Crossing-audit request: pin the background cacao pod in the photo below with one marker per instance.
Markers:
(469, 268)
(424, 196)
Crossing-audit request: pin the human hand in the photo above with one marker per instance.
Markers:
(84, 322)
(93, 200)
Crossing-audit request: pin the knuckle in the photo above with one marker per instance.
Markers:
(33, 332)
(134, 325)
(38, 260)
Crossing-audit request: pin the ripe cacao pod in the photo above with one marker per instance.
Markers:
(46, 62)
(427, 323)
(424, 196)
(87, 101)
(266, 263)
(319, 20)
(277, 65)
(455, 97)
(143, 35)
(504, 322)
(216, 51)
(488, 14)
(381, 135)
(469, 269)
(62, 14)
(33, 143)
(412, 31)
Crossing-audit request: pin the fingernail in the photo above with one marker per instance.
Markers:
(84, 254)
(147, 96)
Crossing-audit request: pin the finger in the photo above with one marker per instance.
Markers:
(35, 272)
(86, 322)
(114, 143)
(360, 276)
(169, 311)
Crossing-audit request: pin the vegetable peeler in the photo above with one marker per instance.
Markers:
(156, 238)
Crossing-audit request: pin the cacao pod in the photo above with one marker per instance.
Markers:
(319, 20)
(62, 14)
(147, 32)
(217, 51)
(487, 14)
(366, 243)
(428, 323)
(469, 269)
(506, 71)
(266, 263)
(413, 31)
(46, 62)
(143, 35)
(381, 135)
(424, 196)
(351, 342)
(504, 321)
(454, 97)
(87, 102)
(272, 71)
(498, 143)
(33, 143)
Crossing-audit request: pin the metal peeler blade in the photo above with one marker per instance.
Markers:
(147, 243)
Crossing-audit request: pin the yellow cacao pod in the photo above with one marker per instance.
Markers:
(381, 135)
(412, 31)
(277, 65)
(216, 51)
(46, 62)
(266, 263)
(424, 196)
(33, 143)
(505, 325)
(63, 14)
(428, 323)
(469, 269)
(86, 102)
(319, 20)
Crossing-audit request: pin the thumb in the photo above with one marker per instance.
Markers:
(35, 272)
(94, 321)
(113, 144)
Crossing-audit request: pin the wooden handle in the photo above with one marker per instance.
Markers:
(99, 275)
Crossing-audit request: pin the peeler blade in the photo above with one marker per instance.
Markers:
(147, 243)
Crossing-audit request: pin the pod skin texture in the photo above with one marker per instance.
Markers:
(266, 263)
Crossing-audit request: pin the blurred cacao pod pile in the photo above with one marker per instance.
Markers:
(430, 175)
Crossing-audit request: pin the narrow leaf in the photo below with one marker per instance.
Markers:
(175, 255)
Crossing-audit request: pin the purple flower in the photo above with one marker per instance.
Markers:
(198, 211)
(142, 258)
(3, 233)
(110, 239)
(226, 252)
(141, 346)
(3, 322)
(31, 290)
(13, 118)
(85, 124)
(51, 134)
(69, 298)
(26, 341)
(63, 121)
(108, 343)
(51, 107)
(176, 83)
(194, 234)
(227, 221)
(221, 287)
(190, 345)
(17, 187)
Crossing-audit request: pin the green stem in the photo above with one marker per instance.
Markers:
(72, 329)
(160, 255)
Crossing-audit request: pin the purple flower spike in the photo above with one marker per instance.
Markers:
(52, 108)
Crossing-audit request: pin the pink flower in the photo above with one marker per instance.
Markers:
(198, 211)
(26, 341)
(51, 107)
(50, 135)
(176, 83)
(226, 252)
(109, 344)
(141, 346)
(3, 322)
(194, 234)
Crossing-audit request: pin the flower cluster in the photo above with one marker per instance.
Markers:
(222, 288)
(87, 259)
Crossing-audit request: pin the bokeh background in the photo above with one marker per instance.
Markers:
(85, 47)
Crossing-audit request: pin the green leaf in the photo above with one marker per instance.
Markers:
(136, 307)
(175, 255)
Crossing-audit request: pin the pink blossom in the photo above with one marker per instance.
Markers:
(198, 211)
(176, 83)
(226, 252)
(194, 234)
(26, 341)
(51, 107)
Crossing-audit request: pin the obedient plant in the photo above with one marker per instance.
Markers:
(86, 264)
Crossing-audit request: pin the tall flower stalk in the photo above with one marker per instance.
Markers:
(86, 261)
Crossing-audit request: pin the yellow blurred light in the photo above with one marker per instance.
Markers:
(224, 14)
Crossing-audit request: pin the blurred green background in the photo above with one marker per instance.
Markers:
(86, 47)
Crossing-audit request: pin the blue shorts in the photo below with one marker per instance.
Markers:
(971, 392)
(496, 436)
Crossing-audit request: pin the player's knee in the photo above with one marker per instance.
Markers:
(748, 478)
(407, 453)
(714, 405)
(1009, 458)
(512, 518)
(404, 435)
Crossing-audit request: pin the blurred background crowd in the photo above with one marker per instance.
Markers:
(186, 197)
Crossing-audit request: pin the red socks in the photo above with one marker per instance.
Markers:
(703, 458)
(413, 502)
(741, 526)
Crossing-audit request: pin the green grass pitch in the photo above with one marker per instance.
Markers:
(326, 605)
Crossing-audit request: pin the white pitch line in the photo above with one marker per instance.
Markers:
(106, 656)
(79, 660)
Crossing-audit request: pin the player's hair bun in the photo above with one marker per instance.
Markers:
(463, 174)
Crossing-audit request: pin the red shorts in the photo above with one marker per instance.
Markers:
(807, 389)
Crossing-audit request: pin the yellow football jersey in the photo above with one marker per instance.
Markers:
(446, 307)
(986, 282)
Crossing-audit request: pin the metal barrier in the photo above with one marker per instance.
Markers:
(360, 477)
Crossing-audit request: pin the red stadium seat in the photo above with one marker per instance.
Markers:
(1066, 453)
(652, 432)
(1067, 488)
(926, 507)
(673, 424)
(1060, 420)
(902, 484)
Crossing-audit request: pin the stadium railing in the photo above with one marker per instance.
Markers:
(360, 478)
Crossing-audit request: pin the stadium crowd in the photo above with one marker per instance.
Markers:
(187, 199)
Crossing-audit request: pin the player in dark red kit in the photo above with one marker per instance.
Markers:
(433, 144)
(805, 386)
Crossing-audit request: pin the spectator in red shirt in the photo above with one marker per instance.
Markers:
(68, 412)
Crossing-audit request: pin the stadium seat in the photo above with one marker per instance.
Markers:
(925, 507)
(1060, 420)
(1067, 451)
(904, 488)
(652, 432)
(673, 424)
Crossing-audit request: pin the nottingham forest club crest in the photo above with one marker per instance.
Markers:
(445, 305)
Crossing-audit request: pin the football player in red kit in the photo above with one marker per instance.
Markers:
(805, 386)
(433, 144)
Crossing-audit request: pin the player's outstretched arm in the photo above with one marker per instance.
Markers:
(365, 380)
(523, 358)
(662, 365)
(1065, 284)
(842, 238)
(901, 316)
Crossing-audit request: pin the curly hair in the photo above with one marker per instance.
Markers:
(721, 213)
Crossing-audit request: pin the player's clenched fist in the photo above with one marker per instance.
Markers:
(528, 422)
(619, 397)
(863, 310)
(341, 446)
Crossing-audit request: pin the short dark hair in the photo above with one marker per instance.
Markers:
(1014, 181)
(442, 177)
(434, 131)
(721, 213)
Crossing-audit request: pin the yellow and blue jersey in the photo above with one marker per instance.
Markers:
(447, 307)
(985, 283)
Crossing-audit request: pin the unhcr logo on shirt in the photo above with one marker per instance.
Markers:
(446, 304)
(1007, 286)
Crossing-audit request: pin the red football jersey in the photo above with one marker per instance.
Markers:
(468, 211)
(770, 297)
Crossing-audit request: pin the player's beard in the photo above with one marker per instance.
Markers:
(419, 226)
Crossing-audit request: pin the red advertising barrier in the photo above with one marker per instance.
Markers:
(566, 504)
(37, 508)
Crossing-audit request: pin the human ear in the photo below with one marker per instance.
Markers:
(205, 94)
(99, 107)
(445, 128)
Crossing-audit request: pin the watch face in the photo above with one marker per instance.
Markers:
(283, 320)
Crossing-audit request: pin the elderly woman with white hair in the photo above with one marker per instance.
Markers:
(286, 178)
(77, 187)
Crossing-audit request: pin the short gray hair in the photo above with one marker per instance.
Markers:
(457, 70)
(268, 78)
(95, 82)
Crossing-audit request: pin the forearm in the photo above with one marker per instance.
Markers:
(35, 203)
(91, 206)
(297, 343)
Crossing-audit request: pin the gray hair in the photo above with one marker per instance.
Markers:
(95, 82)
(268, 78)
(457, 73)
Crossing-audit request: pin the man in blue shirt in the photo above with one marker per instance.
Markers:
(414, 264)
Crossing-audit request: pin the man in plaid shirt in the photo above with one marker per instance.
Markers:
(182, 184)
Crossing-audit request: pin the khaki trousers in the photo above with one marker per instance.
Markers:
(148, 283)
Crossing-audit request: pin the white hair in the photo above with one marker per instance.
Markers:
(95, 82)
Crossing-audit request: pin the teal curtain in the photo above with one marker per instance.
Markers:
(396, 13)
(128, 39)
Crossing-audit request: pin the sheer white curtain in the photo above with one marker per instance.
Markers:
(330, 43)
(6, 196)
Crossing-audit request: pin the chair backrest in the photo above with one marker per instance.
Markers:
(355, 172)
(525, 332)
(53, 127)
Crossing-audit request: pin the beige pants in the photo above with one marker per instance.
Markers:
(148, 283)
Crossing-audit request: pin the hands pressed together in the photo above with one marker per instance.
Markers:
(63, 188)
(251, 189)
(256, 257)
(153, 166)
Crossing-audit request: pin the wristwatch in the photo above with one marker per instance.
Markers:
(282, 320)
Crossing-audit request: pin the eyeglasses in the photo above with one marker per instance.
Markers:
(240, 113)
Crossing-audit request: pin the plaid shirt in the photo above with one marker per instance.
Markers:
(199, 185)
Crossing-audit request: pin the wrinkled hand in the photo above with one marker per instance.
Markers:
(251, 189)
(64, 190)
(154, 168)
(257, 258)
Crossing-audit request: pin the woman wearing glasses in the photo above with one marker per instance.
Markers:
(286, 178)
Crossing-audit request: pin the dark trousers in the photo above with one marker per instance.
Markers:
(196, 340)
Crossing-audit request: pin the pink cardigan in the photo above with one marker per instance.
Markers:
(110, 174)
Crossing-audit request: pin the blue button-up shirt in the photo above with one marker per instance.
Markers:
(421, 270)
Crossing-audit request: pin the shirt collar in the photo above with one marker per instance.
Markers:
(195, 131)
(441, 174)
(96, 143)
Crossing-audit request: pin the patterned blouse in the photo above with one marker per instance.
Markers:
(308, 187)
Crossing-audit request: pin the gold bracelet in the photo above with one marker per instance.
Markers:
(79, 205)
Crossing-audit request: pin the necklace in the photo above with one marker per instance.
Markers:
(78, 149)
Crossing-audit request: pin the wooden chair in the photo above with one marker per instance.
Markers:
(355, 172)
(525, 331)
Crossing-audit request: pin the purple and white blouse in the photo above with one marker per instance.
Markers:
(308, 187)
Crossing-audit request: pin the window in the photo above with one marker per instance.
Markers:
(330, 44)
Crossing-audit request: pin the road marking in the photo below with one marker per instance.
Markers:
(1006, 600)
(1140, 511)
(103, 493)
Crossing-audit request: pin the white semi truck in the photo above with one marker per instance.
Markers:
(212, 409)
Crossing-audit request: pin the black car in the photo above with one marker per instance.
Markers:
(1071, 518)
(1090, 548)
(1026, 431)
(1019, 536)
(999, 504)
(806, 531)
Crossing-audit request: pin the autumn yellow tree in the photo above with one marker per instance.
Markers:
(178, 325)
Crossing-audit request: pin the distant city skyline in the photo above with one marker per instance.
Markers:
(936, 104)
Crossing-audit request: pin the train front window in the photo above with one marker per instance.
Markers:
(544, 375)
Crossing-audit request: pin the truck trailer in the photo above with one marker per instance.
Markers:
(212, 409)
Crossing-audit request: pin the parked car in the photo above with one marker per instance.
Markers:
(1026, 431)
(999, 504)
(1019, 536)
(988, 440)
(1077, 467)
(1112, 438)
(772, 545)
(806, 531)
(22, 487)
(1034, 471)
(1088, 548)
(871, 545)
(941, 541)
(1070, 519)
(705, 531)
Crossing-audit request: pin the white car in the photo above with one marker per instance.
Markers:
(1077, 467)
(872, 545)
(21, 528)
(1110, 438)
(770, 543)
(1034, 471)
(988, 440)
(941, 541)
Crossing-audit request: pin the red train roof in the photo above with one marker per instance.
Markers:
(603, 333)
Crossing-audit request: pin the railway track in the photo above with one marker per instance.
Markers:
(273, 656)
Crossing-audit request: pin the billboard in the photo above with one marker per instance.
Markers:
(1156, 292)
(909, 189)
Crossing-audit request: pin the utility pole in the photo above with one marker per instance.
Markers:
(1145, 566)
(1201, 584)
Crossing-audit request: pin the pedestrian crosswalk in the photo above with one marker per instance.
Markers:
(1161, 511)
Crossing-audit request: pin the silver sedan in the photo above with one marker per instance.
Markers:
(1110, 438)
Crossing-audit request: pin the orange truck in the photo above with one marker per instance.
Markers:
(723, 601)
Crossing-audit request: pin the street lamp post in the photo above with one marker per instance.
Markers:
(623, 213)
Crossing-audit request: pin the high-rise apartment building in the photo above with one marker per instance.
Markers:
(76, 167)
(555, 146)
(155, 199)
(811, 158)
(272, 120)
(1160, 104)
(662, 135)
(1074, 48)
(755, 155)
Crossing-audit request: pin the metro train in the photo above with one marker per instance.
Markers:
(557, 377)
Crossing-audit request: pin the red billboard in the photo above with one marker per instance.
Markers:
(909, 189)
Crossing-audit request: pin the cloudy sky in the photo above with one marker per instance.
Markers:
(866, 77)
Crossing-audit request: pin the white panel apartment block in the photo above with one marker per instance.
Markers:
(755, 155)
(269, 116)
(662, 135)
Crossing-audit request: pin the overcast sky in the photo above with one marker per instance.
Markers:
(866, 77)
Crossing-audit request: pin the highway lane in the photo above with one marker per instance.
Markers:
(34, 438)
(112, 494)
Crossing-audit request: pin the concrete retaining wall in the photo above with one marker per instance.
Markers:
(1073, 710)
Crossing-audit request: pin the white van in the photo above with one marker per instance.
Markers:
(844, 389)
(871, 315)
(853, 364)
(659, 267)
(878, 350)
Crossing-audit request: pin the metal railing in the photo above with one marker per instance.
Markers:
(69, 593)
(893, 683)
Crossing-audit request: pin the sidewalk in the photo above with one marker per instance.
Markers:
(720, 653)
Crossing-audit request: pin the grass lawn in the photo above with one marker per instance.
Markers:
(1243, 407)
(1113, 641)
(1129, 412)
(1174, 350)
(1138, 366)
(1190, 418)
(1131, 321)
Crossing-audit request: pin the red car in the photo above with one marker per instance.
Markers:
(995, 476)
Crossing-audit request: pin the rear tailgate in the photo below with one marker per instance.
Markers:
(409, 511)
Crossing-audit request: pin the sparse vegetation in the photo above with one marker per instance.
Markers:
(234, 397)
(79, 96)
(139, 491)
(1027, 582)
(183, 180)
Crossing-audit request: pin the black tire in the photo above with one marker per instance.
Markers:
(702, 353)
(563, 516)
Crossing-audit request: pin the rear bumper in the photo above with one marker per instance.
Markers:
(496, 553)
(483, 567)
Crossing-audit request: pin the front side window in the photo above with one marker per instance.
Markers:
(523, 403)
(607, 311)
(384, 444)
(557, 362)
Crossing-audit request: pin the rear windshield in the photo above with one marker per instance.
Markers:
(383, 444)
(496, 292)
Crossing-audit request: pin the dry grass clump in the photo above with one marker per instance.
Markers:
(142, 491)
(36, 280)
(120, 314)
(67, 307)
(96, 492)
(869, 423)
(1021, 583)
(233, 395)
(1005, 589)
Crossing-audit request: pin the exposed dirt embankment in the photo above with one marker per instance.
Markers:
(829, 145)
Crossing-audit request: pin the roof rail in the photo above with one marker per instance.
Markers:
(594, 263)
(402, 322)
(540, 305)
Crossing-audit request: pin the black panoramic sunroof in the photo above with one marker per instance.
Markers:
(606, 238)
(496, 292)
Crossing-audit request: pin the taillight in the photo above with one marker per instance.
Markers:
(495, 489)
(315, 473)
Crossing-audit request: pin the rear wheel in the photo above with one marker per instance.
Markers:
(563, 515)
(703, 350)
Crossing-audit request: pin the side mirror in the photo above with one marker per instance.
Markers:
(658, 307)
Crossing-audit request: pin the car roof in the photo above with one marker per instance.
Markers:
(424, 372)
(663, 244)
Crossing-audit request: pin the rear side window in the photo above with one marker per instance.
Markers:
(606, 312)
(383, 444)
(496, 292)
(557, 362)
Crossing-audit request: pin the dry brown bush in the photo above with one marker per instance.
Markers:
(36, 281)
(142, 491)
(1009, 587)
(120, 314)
________________
Work instruction> Note each line of the material holding "train" and copy it out.

Expected answer>
Crossing-audit request: pin the train front window in the photo above with one marker per instance.
Crossing-audit request: pin the red train roof in the photo above with one marker per instance.
Crossing-audit request: pin the metro train in the photo above with one marker per instance.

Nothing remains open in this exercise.